Excerpts of bounding box data:

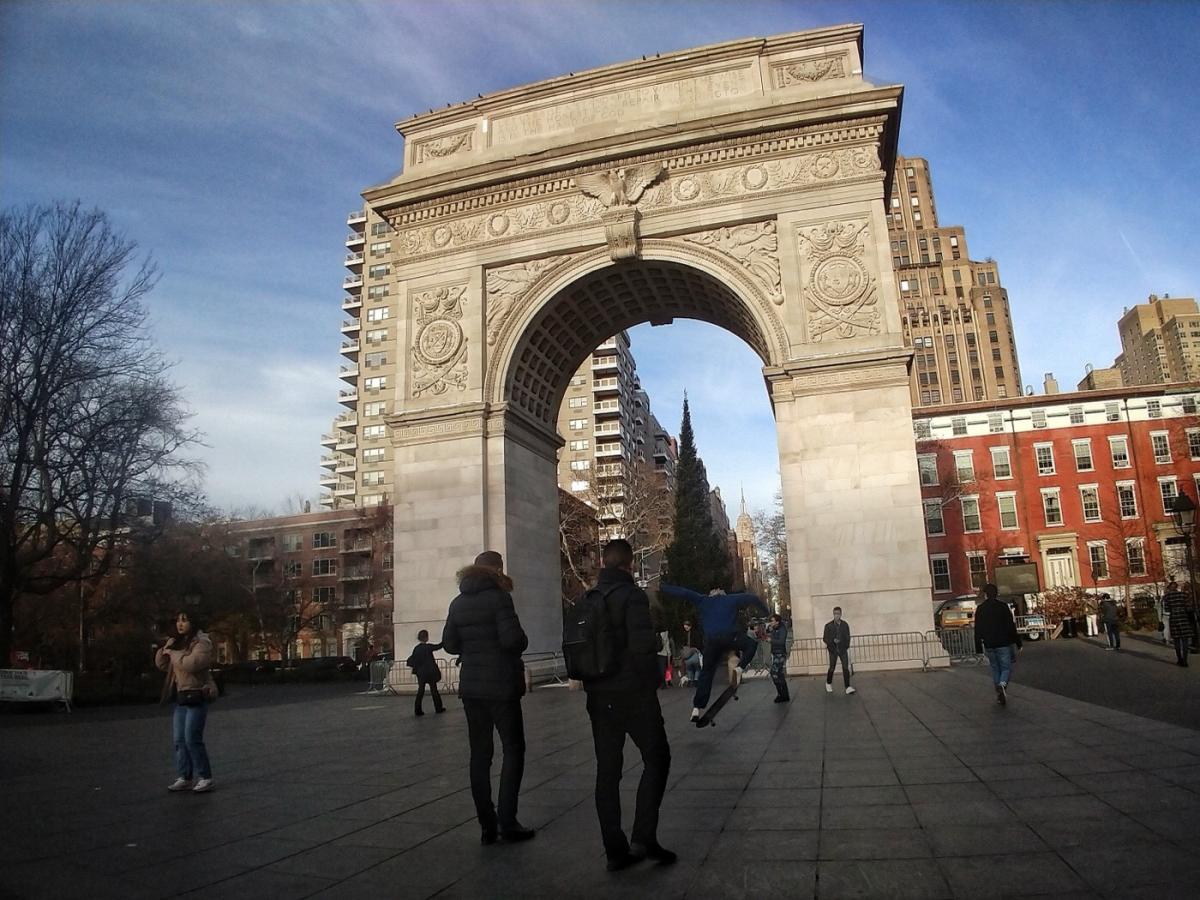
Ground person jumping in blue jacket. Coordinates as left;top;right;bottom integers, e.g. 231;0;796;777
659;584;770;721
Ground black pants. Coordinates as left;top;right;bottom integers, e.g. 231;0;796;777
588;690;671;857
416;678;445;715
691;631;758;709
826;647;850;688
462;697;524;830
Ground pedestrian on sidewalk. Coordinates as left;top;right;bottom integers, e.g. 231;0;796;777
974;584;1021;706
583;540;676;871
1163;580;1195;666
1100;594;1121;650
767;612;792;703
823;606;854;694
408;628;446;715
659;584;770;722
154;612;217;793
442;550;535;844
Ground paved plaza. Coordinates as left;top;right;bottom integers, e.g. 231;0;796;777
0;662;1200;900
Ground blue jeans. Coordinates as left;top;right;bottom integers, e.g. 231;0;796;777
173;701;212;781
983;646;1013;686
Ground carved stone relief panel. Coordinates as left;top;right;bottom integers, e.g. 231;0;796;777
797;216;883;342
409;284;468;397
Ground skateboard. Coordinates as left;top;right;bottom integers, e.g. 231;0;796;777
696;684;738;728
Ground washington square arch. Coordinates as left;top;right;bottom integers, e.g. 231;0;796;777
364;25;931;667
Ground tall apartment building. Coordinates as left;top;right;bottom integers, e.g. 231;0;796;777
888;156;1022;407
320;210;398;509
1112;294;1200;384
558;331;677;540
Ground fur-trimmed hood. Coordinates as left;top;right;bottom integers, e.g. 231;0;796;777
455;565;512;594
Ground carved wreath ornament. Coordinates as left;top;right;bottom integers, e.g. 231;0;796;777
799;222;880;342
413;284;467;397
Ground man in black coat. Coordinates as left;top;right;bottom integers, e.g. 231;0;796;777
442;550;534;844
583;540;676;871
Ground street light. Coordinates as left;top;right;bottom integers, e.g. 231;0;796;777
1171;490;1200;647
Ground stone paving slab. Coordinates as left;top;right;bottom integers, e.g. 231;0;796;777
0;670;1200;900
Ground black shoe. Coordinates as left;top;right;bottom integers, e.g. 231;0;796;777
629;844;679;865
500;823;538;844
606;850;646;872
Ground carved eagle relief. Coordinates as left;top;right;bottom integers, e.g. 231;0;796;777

Challenge -
Rewrite the items from the line containing "Ground street light." through the end of the items, keeping every request line. Shift each bounding box coordinate in the answers by -78.

Answer for this exercise -
Ground street light. Coordinates as left;top;right;bottom integers, e.g. 231;0;796;777
1093;412;1122;569
Ground stone paving slab. Coordinates as left;top;right;bottom integers, e.g. 231;0;796;777
-78;592;1122;822
Ground black shoe. Coordinates as left;top;right;bottom integers, e.g. 231;0;796;777
551;766;601;787
422;745;460;766
528;772;568;794
Ground carved eagle relief. Coordinates as left;top;right;bottom integers, e.g. 231;0;796;777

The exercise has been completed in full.